╔══

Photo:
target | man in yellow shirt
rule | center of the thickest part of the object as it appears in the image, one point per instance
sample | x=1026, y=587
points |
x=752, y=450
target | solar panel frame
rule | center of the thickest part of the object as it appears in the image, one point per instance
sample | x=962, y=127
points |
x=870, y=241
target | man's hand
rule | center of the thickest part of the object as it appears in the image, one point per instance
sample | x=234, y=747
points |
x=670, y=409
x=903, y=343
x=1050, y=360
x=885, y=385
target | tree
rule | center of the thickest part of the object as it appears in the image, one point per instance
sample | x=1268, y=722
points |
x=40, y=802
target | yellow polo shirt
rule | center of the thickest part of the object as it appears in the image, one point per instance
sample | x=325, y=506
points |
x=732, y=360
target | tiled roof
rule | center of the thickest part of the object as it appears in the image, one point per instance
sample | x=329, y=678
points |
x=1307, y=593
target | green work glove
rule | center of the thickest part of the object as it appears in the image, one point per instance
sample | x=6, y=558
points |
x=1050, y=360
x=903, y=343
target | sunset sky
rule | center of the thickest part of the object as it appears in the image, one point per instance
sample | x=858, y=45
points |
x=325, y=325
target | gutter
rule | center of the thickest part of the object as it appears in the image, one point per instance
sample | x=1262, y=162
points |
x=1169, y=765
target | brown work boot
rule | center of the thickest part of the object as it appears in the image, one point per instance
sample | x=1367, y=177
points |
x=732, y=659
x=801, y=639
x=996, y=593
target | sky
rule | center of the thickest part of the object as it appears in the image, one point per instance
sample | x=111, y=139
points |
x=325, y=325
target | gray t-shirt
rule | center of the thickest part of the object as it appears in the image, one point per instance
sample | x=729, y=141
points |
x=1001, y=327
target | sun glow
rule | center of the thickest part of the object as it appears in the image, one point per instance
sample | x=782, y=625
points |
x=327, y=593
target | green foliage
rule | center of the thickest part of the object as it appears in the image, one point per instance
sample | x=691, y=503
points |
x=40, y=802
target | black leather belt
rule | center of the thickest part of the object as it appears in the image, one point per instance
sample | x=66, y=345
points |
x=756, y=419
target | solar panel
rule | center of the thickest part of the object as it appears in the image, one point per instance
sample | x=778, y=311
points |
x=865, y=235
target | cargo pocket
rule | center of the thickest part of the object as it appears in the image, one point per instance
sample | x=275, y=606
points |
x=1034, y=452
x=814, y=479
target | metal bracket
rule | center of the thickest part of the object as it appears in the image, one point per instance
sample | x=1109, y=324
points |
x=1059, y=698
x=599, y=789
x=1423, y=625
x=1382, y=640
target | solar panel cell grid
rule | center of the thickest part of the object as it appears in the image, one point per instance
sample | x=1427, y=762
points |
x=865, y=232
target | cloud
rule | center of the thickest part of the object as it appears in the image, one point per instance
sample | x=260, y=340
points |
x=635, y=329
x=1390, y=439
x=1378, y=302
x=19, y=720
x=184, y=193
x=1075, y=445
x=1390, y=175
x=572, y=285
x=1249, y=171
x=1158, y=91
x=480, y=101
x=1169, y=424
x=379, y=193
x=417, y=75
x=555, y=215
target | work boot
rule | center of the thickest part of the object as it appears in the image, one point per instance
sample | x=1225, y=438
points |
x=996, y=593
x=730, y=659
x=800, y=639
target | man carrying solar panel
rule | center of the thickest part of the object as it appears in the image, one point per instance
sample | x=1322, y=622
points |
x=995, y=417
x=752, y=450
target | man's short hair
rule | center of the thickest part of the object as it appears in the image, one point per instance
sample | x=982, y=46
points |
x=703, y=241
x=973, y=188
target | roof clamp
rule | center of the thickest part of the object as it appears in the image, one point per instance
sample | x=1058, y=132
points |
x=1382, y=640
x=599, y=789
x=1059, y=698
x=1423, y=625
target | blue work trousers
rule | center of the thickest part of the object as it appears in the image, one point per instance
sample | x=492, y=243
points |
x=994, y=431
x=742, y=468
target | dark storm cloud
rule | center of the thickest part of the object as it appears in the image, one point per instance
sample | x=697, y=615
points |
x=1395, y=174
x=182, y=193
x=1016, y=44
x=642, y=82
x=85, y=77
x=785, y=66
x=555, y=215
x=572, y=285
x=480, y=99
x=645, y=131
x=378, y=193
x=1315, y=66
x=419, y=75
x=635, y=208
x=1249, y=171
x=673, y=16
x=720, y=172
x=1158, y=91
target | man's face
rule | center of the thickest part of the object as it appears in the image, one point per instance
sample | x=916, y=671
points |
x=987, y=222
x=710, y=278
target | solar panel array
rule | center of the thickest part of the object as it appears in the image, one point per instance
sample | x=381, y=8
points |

╚══

= To do =
Transcribe all of the material exactly. Omit nothing.

= Correct response =
Photo:
target | man in yellow shirt
rule | center of the thickest part of the object as it appears in the image, one point per instance
sample | x=1026, y=587
points |
x=752, y=450
target | solar panel frame
rule | center of the thickest part of the object as it appears in the image, one point per instance
sample | x=962, y=127
points |
x=870, y=241
target | man's hand
rule | center of the thickest part of the object as it appears in the image, one point per instance
sample | x=234, y=747
points |
x=670, y=409
x=903, y=343
x=1050, y=360
x=885, y=385
target | tree
rule | center of the thickest part of the object as it appears in the image, one point per instance
sample | x=1268, y=722
points |
x=40, y=802
target | yellow polo shirt
rule | center of the thickest part of the object as it appears in the image, one point per instance
sample | x=325, y=506
points |
x=732, y=360
target | tiled roof
rule | center of the thickest part of the object as it appears in the image, one point per instance
sample | x=329, y=678
points |
x=1307, y=593
target | green work glove
rule | center of the thickest part of the object as it appears in the image, one point per instance
sample | x=6, y=558
points |
x=1050, y=360
x=903, y=343
target | sunset sky
rule | center of the thickest part of the object as it appears in the image, one point per instance
sample | x=858, y=45
points |
x=325, y=325
target | gutter
rule | center of the thickest part of the object as it appears in the image, one point per instance
sample | x=1262, y=162
points |
x=1169, y=765
target | brown work boot
rule | center of the thickest part of the object as it appears in the image, one point per instance
sample | x=1367, y=177
points |
x=732, y=659
x=801, y=639
x=996, y=593
target | sky
rule | center of the thickest part of the object as it appears in the image, one point per instance
sample | x=111, y=139
points |
x=325, y=325
target | gray t-shirt
rule | center of the thickest part of the object as it appears in the image, one point per instance
sample | x=729, y=141
points |
x=1001, y=327
target | sun glow
rule | center of the thickest part of the object as it appears in the image, one point per instance
sample | x=782, y=625
points |
x=327, y=593
target | green foliage
rule | center of the thickest part of the object as it appears in the image, one point per instance
sample | x=691, y=503
points |
x=40, y=802
target | black leather belt
rule | center of the thickest part of the object as it appears in the image, one point per instance
sample | x=66, y=345
points |
x=756, y=419
target | solar panel
rule | center of the thickest part of the object as it appears in the image, one point per instance
sample | x=778, y=311
points |
x=865, y=235
target | cargo pocket
rule | center of the thickest part of the object as it appears in the image, one point per instance
sample | x=275, y=606
points |
x=1034, y=452
x=814, y=479
target | metal bracket
rule | center of the thickest part of the object as it appears in the image, one point per instance
sample | x=1109, y=324
points |
x=1059, y=698
x=599, y=789
x=1423, y=625
x=1382, y=640
target | solar panel cell grid
rule | center of the thickest part of the object as it appears in the image, one point per instance
sample | x=1427, y=762
points |
x=865, y=232
target | cloud
rule | center of the thickest part of the object as it appears in the image, one point per instance
sample | x=260, y=340
points |
x=635, y=329
x=1390, y=439
x=1378, y=302
x=19, y=720
x=184, y=193
x=1075, y=445
x=1390, y=175
x=572, y=285
x=1249, y=171
x=1158, y=91
x=480, y=101
x=1169, y=424
x=379, y=193
x=417, y=75
x=555, y=215
target | work boot
rule | center of the thickest part of the object as it appears in the image, one point per instance
sample | x=1225, y=438
points |
x=996, y=593
x=730, y=659
x=800, y=639
target | man carrying solar panel
rule | center of the thickest part of the object as it appears in the image, one point per instance
sample | x=1322, y=622
points |
x=995, y=417
x=752, y=450
target | man's short hair
rule | center of the thickest part of the object as it appears in the image, one point per instance
sample | x=982, y=46
points |
x=703, y=241
x=973, y=188
target | roof clamp
rule | center of the thickest part of the object as it appears in the image, one point per instance
sample | x=1058, y=132
points |
x=1382, y=640
x=599, y=789
x=1059, y=698
x=1423, y=625
target | blue work trousers
rule | center of the thickest part of the object as it appears in the image, one point per instance
sample | x=492, y=243
points |
x=994, y=431
x=742, y=468
target | dark storm cloud
rule | center of the thickest part of the object as it appears in the image, one point per instance
sample | x=697, y=615
points |
x=1395, y=174
x=182, y=193
x=1016, y=44
x=642, y=82
x=85, y=77
x=785, y=66
x=555, y=215
x=572, y=285
x=480, y=99
x=645, y=131
x=378, y=193
x=1315, y=66
x=419, y=75
x=635, y=208
x=1249, y=171
x=673, y=16
x=720, y=172
x=1158, y=91
target | man's face
rule | center of the thickest part of the object as it appears in the image, one point per instance
sample | x=916, y=671
points |
x=987, y=222
x=710, y=278
target | solar panel array
rule | center of the thickest part of the object as it appears in the image, one point per instance
sample | x=381, y=8
points |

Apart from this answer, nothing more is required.